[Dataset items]
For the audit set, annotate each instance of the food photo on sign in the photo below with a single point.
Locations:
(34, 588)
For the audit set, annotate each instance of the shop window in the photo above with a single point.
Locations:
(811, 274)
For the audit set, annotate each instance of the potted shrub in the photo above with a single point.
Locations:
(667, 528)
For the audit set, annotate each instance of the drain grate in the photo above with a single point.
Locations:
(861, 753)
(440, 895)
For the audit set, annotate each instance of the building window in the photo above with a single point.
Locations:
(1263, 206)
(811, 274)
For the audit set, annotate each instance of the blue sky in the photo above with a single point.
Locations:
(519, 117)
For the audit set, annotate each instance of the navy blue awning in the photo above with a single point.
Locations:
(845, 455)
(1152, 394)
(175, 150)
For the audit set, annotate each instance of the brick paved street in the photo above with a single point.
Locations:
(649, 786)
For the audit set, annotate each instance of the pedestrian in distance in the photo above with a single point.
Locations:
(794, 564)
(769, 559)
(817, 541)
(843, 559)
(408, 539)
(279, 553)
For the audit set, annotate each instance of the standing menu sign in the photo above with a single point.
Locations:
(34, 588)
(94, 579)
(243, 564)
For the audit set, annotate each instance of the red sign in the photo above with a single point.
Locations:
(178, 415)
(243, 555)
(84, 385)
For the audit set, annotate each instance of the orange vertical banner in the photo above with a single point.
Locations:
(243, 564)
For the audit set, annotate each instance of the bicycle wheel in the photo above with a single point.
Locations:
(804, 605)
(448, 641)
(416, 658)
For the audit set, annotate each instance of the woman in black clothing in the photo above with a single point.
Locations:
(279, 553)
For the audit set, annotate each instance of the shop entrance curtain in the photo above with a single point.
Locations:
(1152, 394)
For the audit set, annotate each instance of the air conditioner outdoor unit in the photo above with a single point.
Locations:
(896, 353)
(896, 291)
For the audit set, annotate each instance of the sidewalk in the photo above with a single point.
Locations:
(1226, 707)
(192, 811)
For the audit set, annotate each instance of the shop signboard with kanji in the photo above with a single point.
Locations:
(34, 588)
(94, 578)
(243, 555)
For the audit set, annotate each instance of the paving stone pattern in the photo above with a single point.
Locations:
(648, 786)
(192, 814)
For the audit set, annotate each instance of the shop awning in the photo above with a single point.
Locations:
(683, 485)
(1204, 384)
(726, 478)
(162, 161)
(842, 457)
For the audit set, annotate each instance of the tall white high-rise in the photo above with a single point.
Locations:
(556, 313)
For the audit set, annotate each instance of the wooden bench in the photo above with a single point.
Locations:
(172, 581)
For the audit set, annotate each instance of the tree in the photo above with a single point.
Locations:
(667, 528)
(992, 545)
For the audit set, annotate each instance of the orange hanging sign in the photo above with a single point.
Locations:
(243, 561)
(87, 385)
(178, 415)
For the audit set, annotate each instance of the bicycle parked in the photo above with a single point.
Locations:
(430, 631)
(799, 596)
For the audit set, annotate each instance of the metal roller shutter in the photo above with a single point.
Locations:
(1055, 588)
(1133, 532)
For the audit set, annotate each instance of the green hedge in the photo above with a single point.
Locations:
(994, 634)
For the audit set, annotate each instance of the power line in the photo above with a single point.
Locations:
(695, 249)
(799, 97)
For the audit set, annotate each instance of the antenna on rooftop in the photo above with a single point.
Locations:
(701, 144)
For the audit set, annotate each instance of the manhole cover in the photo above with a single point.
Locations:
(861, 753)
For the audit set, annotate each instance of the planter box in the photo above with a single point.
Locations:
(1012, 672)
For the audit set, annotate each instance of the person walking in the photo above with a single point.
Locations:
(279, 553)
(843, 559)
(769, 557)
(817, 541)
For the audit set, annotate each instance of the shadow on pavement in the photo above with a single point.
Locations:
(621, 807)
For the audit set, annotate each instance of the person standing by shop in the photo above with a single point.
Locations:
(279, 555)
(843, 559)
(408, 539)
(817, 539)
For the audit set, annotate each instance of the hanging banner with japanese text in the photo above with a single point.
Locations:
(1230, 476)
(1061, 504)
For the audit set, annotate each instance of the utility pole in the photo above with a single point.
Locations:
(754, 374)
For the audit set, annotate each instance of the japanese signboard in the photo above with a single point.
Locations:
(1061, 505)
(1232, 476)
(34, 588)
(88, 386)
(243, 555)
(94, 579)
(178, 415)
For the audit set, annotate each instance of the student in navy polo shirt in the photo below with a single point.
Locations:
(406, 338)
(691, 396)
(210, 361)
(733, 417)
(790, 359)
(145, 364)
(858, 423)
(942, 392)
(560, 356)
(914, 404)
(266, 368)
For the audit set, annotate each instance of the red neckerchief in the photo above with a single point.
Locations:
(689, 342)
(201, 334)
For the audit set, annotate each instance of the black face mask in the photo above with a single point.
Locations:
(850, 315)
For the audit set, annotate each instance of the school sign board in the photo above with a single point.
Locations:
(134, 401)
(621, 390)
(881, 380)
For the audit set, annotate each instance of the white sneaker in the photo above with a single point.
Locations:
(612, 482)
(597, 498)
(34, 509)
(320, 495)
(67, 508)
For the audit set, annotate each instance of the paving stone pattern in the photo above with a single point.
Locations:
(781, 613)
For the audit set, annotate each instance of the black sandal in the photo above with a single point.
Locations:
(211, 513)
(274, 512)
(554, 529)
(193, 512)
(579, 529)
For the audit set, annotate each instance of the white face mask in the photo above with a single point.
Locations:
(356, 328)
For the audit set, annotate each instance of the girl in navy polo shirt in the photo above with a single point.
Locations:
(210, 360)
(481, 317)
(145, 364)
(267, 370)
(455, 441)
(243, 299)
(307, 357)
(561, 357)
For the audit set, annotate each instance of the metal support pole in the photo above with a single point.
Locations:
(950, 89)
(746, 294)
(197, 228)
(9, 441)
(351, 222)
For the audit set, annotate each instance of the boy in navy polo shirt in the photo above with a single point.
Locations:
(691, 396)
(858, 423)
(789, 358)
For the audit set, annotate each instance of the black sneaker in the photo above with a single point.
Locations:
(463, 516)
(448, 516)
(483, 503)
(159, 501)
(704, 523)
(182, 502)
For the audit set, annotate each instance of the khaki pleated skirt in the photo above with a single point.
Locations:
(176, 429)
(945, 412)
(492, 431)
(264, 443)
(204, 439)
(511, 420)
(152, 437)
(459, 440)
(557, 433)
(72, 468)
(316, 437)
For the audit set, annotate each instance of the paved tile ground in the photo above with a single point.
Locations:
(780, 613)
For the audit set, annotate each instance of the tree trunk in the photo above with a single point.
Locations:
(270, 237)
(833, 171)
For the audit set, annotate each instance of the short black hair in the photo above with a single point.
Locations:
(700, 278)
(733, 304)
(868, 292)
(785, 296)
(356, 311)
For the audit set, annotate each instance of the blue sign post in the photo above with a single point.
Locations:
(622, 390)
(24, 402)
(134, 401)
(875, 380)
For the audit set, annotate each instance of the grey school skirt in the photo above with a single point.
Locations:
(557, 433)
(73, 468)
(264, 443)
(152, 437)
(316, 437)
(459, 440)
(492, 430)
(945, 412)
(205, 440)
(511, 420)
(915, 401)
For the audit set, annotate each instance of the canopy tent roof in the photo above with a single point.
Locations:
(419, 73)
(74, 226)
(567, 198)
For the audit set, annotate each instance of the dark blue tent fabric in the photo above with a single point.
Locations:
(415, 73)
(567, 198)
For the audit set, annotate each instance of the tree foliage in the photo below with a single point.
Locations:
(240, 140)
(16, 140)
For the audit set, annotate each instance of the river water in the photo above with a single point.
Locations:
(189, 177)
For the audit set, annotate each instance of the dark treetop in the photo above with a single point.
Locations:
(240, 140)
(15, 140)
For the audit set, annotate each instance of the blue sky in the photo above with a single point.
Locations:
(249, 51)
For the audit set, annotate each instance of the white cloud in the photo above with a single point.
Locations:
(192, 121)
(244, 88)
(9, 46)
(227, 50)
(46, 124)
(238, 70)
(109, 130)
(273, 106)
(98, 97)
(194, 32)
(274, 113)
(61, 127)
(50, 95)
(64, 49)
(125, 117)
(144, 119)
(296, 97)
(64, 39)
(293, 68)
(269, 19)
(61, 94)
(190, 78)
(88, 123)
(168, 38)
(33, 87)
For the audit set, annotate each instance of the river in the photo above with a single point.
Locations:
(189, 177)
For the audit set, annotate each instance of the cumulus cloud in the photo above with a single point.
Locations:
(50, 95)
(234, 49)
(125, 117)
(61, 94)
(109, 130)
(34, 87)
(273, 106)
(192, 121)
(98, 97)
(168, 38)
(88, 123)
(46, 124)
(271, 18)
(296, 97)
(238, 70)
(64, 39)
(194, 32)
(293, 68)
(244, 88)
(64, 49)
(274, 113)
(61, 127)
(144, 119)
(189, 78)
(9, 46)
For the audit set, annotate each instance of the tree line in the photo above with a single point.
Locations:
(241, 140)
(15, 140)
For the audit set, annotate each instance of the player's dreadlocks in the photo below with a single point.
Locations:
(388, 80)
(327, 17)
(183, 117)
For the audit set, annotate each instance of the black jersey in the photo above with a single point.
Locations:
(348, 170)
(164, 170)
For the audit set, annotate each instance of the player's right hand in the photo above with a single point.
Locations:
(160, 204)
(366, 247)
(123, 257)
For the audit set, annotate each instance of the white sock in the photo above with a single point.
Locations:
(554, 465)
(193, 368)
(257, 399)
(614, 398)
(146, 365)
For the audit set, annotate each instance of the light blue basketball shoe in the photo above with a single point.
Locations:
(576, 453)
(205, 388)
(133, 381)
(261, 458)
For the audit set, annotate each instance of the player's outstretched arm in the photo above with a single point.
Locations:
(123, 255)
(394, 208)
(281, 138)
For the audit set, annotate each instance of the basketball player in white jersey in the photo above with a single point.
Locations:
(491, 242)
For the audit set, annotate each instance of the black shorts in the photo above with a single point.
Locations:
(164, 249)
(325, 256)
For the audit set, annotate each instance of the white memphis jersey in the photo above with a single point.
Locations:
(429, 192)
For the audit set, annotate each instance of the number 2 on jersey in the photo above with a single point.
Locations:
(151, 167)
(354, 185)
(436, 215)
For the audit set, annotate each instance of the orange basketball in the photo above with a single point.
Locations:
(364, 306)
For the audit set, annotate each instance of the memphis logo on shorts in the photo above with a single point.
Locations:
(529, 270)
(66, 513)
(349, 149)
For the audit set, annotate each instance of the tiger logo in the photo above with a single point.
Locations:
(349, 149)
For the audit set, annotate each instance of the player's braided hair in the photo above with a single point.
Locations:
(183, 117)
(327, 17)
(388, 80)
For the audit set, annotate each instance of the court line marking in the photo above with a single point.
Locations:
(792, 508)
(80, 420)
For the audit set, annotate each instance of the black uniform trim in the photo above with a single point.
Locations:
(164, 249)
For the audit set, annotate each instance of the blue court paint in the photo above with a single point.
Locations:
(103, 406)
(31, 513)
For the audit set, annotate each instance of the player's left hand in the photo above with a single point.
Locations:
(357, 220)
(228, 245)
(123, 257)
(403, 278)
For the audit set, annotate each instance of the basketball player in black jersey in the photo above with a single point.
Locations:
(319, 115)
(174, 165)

▶ What this task involves
Exactly as they stand, set down the lines from the top of the data through the line with "For the audit set, annotate each instance of the bicycle wheel".

▶ Answer
For the audit set, annotate each instance of the food photo on sign in the photo below with a single point.
Locations:
(34, 588)
For the audit set, annotate each instance of the shop window in the photo above with a single point.
Locations:
(811, 274)
For the audit set, annotate each instance of the potted shrub in the photo above with a single point.
Locations:
(667, 528)
For the audit set, annotate each instance of the drain grate in the photo above with a single point.
Locations:
(861, 753)
(440, 895)
For the audit set, annotate each instance of the building window in the photo above with a single point.
Locations:
(1263, 206)
(811, 274)
For the audit set, annotate each instance of the blue sky in the photo above with a single point.
Locations:
(519, 117)
For the audit set, annotate each instance of the navy blue awning in the photo above with a single point.
Locations:
(845, 455)
(1152, 394)
(175, 150)
For the audit set, annotate each instance of the brick paved street in the photo above with a single point.
Locations:
(649, 786)
For the audit set, annotate each instance of the pedestrian in distance in the photo above with a single point.
Locations:
(794, 564)
(769, 559)
(817, 541)
(843, 559)
(408, 539)
(279, 553)
For the audit set, annotate each instance of the standing menu sign in the photo above with a single point.
Locations:
(34, 588)
(94, 579)
(243, 564)
For the audit set, annotate each instance of the red sign in the photo above with a single point.
Locations:
(178, 415)
(243, 555)
(84, 385)
For the audit set, annotate each instance of the orange vertical banner in the photo above with a single point.
Locations:
(243, 564)
For the audit set, annotate each instance of the bicycle wheel in the photo above with a single point.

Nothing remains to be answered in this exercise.